Required task
Can you restate the records below word for word?

Material supplied
┌──
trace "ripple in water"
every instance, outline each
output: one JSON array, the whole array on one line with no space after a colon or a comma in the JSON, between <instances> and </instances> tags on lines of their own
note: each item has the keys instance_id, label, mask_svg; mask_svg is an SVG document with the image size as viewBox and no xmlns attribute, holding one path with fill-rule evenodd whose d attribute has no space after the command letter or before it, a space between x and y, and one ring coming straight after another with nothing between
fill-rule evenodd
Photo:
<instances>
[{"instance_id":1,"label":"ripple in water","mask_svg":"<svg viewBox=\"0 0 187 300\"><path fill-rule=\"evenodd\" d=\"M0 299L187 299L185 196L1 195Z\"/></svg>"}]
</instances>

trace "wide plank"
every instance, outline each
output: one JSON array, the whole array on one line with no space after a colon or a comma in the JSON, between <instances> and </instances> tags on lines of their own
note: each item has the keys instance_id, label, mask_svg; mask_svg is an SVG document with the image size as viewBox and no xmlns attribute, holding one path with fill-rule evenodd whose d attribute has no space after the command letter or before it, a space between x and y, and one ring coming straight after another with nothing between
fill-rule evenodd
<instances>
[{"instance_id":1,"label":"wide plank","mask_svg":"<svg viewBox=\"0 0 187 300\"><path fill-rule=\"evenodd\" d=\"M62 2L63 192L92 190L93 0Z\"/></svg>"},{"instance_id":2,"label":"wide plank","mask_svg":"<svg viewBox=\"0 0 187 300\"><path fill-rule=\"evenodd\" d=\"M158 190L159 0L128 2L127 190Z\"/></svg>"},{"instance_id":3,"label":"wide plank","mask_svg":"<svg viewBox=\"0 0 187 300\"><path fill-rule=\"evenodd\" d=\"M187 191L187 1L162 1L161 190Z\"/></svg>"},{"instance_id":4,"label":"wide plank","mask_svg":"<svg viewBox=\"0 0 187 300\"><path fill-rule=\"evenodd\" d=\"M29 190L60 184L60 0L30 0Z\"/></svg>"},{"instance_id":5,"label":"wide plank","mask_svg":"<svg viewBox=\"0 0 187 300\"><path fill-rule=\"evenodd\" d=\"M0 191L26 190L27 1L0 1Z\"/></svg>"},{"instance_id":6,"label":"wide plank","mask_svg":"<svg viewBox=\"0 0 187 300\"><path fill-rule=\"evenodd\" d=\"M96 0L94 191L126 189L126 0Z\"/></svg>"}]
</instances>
└──
Result of the exercise
trace "ripple in water"
every instance, outline each
output: one JSON array, the whole array on one line with no space after a colon or a comma in the JSON, between <instances> and </instances> tags on lines of their own
note: each item has the keys instance_id, label, mask_svg; mask_svg is an SVG document with the image size as viewBox and no xmlns attribute, holding one path with fill-rule evenodd whose d attribute has no space after the command letter or before it, a space between x and y, and one ring coming straight after another with nothing between
fill-rule evenodd
Photo:
<instances>
[{"instance_id":1,"label":"ripple in water","mask_svg":"<svg viewBox=\"0 0 187 300\"><path fill-rule=\"evenodd\" d=\"M0 299L187 299L185 196L1 195Z\"/></svg>"}]
</instances>

trace "wide plank"
every instance, outline each
output: one JSON array, the whole array on one line with no space after a colon or a comma in the JSON, between <instances> and </instances> tags on lines of their own
note: each item has the keys instance_id, label, mask_svg; mask_svg is an SVG document with the image size as viewBox and no xmlns attribute, holding one path with fill-rule evenodd whose d attribute has no space after the command letter or before it, a space between x and y, and one ring coming straight after another with nothing between
fill-rule evenodd
<instances>
[{"instance_id":1,"label":"wide plank","mask_svg":"<svg viewBox=\"0 0 187 300\"><path fill-rule=\"evenodd\" d=\"M62 2L63 192L92 190L93 0Z\"/></svg>"},{"instance_id":2,"label":"wide plank","mask_svg":"<svg viewBox=\"0 0 187 300\"><path fill-rule=\"evenodd\" d=\"M158 190L159 0L128 2L127 190Z\"/></svg>"},{"instance_id":3,"label":"wide plank","mask_svg":"<svg viewBox=\"0 0 187 300\"><path fill-rule=\"evenodd\" d=\"M187 191L187 1L162 1L161 190Z\"/></svg>"},{"instance_id":4,"label":"wide plank","mask_svg":"<svg viewBox=\"0 0 187 300\"><path fill-rule=\"evenodd\" d=\"M29 190L60 184L60 0L30 0Z\"/></svg>"},{"instance_id":5,"label":"wide plank","mask_svg":"<svg viewBox=\"0 0 187 300\"><path fill-rule=\"evenodd\" d=\"M0 191L26 190L27 1L0 1Z\"/></svg>"},{"instance_id":6,"label":"wide plank","mask_svg":"<svg viewBox=\"0 0 187 300\"><path fill-rule=\"evenodd\" d=\"M96 0L94 191L126 189L126 0Z\"/></svg>"}]
</instances>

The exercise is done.